**Brief:** Only the lines below from the one containing "positive clicks: (4, 71)" to the one containing "positive clicks: (91, 48)" should be repeated, both included and unchanged.

**Data for this task:**
+ + + + +

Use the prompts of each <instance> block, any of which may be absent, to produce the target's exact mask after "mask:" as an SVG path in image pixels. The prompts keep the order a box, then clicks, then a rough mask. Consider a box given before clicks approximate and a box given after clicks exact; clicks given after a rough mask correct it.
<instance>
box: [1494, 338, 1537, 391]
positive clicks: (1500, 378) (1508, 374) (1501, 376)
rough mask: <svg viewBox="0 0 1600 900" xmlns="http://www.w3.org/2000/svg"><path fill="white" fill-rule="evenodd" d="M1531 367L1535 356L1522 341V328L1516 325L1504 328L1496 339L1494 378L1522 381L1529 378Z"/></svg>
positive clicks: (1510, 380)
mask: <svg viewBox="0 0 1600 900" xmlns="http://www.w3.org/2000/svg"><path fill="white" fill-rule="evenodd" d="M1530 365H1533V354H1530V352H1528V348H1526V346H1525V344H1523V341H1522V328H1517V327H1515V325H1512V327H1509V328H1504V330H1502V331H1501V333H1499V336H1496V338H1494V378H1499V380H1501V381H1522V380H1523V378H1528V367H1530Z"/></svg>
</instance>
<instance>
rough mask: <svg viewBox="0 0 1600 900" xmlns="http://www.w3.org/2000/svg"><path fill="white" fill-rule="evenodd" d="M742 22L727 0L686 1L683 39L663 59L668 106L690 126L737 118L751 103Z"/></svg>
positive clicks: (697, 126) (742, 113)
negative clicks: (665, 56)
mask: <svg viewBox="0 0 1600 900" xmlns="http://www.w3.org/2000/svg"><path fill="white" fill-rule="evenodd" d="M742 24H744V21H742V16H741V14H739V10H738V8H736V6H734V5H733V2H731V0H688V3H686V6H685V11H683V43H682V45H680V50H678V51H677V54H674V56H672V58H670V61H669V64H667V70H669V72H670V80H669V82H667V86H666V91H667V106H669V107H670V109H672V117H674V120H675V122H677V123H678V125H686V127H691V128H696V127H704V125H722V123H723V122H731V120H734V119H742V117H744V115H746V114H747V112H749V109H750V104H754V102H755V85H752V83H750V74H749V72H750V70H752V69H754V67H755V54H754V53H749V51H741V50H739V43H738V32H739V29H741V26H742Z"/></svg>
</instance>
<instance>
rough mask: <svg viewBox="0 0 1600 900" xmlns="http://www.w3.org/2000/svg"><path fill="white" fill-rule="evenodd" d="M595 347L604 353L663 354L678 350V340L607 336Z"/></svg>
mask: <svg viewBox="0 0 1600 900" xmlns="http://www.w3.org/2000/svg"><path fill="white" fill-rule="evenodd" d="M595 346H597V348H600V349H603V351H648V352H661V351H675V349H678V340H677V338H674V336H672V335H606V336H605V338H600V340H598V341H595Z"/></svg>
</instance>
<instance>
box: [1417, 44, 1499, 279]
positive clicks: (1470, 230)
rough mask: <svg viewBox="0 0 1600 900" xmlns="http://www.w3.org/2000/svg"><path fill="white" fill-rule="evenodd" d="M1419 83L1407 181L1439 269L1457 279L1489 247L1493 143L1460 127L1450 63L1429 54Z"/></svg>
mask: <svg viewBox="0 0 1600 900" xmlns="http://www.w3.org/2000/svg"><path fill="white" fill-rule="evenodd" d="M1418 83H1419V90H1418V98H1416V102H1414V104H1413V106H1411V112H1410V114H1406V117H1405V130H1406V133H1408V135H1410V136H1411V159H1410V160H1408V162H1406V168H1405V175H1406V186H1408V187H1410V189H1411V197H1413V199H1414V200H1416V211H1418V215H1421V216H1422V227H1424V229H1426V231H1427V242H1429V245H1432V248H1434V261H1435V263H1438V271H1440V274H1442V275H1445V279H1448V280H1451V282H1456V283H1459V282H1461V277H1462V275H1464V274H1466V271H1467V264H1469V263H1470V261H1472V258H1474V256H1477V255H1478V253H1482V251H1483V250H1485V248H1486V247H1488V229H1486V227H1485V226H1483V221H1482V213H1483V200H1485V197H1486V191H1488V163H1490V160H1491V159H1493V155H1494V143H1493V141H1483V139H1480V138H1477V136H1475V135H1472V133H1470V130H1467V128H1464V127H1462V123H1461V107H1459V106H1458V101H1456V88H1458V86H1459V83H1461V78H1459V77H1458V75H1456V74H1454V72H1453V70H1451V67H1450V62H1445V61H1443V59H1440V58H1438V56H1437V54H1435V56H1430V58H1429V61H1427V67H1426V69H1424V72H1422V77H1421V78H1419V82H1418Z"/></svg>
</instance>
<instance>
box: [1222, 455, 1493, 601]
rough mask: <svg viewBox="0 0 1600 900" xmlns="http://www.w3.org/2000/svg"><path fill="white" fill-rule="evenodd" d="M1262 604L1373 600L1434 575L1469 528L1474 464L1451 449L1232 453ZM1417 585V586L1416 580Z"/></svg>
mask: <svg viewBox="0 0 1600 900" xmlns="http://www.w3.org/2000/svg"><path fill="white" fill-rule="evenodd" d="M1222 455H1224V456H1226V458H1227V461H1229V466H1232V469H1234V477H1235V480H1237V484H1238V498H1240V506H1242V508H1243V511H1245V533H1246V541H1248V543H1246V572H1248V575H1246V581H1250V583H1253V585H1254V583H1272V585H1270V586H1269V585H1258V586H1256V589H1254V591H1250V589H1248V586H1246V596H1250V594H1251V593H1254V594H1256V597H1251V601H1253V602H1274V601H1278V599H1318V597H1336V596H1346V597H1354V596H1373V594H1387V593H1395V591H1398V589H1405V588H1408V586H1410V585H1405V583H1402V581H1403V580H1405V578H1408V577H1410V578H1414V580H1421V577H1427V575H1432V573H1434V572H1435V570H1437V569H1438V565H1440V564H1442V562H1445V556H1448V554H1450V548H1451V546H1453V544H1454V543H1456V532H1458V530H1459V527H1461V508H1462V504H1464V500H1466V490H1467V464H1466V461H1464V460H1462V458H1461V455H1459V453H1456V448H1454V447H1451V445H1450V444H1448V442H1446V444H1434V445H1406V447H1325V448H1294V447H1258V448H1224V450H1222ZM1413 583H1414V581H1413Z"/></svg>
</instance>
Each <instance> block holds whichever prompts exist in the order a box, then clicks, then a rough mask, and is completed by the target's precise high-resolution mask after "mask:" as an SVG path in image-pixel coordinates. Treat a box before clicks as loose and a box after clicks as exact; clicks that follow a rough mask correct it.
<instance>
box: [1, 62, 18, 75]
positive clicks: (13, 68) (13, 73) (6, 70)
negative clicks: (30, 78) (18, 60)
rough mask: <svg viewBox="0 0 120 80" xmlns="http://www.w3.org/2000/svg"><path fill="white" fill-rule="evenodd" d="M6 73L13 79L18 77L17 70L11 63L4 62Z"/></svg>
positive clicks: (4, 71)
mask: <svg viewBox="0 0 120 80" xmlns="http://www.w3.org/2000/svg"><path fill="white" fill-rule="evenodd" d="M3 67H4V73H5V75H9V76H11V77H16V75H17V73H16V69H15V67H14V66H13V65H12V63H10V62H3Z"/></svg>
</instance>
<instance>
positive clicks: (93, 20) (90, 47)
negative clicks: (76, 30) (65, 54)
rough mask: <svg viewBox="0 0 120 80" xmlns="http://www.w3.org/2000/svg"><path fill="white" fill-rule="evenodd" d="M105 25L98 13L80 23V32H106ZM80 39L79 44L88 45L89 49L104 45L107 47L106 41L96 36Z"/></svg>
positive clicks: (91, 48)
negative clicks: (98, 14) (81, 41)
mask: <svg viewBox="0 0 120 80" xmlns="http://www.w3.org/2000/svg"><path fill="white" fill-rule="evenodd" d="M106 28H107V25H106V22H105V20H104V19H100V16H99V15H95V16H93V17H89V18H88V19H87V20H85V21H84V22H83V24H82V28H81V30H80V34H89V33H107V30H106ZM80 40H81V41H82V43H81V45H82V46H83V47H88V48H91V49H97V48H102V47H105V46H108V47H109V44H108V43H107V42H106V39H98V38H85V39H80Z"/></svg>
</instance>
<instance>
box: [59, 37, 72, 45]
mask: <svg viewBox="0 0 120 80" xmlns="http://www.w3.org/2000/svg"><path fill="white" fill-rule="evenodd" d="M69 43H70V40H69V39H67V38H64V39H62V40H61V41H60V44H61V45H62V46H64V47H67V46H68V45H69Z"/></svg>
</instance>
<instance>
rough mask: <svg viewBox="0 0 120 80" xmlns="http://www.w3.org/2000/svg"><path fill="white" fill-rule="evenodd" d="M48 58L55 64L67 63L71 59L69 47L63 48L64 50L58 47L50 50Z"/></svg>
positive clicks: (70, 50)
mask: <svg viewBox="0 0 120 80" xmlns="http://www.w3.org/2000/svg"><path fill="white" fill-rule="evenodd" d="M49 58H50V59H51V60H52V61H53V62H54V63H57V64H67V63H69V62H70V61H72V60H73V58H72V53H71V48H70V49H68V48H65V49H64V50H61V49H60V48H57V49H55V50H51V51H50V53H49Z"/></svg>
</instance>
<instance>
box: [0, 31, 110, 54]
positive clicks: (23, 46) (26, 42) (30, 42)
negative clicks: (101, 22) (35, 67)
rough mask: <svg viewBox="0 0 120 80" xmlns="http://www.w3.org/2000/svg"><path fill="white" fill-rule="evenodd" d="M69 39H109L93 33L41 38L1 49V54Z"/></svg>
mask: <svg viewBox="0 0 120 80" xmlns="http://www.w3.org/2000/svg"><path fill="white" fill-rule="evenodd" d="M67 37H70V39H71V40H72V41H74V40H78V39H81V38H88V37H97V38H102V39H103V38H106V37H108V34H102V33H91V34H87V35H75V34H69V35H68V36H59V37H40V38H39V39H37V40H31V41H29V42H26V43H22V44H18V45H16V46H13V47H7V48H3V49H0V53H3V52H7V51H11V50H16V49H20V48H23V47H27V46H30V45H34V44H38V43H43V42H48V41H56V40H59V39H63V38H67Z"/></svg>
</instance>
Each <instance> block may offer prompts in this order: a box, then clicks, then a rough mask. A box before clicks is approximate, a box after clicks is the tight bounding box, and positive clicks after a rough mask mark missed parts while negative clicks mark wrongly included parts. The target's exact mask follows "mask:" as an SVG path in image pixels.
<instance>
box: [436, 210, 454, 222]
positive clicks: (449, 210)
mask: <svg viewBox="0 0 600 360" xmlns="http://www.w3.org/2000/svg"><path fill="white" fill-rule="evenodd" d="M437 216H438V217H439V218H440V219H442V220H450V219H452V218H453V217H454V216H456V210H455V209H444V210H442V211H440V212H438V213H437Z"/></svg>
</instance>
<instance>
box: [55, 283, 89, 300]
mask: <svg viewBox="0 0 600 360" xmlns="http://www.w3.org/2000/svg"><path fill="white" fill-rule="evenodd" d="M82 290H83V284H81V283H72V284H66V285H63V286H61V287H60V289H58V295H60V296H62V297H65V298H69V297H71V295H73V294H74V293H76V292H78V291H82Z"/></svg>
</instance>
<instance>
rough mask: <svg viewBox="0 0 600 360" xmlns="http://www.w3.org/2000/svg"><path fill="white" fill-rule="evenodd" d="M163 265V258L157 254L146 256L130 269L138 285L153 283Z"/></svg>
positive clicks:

+ + + + +

**Answer for the task:**
positive clicks: (4, 71)
mask: <svg viewBox="0 0 120 80" xmlns="http://www.w3.org/2000/svg"><path fill="white" fill-rule="evenodd" d="M3 67H4V73H5V75H9V76H11V77H16V75H17V73H16V69H15V67H14V66H13V65H12V63H10V62H3Z"/></svg>
</instance>
<instance>
positive clicks: (93, 20) (90, 47)
negative clicks: (76, 30) (65, 54)
rough mask: <svg viewBox="0 0 120 80" xmlns="http://www.w3.org/2000/svg"><path fill="white" fill-rule="evenodd" d="M105 25L98 13L80 23V32H106ZM80 39L79 44L88 45L89 49L104 45L107 47L106 41L96 36Z"/></svg>
positive clicks: (91, 48)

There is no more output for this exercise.